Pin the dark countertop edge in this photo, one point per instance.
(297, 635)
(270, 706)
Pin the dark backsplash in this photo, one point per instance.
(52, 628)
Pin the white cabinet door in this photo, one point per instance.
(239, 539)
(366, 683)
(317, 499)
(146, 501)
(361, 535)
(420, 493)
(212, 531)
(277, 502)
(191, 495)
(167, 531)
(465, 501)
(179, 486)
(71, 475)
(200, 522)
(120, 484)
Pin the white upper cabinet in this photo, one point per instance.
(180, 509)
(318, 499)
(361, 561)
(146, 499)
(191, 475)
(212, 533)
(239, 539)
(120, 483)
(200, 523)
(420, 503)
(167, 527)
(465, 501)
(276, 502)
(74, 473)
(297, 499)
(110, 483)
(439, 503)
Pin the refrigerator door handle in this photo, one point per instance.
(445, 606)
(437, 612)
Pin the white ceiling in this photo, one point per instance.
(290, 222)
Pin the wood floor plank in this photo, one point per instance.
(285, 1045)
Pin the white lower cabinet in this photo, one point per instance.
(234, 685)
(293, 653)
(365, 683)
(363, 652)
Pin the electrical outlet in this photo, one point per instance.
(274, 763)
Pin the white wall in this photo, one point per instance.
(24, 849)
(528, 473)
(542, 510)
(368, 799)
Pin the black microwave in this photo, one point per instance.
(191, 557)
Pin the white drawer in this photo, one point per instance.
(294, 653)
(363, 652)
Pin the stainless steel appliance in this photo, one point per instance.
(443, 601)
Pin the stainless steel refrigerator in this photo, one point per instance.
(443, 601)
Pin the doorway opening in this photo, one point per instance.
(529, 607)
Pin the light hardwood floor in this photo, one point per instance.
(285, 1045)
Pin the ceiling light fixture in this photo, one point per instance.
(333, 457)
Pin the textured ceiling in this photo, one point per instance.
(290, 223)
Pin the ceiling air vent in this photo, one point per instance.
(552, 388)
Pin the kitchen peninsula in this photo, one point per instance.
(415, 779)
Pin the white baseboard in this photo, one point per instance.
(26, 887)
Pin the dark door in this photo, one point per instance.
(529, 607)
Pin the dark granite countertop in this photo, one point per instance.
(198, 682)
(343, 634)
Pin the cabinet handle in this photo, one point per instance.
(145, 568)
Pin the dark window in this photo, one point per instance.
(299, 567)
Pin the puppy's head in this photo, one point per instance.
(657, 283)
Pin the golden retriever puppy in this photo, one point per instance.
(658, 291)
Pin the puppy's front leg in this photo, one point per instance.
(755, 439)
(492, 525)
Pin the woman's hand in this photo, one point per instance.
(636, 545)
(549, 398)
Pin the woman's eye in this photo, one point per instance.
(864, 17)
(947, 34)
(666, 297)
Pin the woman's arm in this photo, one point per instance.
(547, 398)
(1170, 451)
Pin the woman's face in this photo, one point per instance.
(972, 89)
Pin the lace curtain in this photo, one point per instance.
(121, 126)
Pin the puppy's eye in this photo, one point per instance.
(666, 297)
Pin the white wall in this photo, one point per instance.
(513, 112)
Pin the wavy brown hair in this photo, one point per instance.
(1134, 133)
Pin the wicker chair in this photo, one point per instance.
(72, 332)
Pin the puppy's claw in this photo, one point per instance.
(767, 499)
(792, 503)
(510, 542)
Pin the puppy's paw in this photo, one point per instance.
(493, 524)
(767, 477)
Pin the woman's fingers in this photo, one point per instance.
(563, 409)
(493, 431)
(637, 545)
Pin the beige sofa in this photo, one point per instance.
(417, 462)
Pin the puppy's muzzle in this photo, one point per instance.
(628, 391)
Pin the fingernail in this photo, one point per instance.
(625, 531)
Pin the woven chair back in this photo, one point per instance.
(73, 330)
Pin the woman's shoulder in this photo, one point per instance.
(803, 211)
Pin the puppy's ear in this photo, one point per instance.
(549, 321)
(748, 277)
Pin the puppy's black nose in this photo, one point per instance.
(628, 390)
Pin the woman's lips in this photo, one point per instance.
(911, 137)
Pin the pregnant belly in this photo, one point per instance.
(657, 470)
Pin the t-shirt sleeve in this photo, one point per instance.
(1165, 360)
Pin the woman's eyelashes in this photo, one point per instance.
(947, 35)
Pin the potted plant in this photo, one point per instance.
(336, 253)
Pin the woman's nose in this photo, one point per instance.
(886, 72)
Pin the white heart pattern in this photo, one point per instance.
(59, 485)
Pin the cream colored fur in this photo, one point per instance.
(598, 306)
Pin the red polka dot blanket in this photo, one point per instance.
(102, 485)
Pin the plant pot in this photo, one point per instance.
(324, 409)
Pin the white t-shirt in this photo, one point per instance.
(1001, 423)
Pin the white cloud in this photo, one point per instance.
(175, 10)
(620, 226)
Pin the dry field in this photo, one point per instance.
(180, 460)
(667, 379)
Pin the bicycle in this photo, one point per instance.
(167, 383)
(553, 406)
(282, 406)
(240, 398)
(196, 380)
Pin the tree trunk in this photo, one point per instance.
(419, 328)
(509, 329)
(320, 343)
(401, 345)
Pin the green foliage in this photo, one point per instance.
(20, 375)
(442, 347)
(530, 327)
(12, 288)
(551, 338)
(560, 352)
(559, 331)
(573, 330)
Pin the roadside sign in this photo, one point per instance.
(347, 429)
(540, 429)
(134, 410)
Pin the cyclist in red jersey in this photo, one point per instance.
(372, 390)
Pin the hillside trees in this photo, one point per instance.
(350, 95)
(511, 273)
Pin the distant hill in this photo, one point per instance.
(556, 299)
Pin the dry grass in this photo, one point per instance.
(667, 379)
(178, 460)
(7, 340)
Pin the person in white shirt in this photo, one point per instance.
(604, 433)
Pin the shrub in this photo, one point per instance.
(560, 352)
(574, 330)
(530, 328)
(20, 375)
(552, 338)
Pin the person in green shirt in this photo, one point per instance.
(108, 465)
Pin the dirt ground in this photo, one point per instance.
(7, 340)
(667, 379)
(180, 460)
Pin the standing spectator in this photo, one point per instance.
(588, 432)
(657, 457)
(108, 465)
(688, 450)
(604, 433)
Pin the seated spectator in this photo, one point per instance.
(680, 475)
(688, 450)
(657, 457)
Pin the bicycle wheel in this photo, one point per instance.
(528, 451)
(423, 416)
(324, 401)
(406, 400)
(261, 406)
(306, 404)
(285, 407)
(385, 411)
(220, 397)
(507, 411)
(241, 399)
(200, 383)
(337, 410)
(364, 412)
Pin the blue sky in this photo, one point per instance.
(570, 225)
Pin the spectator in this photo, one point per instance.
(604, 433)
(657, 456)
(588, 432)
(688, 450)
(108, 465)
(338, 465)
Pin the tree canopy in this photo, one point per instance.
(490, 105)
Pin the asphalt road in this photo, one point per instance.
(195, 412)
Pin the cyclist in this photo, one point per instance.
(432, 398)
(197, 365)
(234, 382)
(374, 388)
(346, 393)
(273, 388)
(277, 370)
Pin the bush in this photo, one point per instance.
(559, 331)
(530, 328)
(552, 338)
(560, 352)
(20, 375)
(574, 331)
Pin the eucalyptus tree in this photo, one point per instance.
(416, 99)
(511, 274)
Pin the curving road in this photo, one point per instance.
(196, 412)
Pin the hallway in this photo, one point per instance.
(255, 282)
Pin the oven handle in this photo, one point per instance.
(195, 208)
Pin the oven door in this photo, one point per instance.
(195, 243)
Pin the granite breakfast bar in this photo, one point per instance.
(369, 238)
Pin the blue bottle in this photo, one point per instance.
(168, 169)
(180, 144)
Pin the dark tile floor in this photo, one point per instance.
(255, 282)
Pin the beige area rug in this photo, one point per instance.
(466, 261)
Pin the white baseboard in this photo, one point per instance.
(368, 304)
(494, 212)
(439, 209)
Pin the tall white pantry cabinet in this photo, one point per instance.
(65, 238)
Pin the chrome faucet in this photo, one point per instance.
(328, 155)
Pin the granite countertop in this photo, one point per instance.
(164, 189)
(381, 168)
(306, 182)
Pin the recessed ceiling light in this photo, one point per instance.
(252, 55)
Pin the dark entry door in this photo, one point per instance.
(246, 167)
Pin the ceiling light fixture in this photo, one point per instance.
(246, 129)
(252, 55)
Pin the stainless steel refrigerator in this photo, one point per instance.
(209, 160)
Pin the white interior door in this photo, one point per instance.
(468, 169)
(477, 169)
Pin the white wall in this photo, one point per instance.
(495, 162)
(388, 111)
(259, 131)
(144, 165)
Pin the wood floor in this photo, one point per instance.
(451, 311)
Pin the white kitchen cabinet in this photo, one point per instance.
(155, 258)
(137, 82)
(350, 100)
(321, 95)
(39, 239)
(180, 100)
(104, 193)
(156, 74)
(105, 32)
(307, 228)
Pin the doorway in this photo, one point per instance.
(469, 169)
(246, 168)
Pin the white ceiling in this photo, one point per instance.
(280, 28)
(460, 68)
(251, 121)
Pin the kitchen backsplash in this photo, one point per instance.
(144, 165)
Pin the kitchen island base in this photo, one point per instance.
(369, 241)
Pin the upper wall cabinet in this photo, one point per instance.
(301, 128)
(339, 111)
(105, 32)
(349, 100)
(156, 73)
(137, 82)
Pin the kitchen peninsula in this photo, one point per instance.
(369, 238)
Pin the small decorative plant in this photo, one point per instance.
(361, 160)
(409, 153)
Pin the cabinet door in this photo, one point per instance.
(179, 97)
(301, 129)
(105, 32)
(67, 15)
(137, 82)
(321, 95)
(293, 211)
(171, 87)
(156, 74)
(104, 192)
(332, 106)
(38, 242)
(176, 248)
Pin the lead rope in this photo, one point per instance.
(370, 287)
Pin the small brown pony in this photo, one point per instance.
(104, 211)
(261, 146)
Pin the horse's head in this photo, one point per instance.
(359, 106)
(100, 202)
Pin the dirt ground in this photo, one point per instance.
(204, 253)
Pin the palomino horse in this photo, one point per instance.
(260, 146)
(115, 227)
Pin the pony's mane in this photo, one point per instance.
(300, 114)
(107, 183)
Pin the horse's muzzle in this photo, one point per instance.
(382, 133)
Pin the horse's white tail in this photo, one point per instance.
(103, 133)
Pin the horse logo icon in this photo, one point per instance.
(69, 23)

----

## YOUR OBJECTIVE:
Copy out word for word everything from the line containing "Pin the palomino" down to the very end of the records.

## THE REPLY:
Pin the palomino horse in this photo, one point per instance.
(260, 146)
(115, 227)
Pin the pony's mane in this photo, one point per instance.
(300, 114)
(107, 183)
Pin the horse's muzzle in this photo, one point per instance.
(382, 133)
Pin the horse's white tail in this photo, one point per instance.
(103, 133)
Pin the horse logo icon in this photo, one point per instance.
(69, 23)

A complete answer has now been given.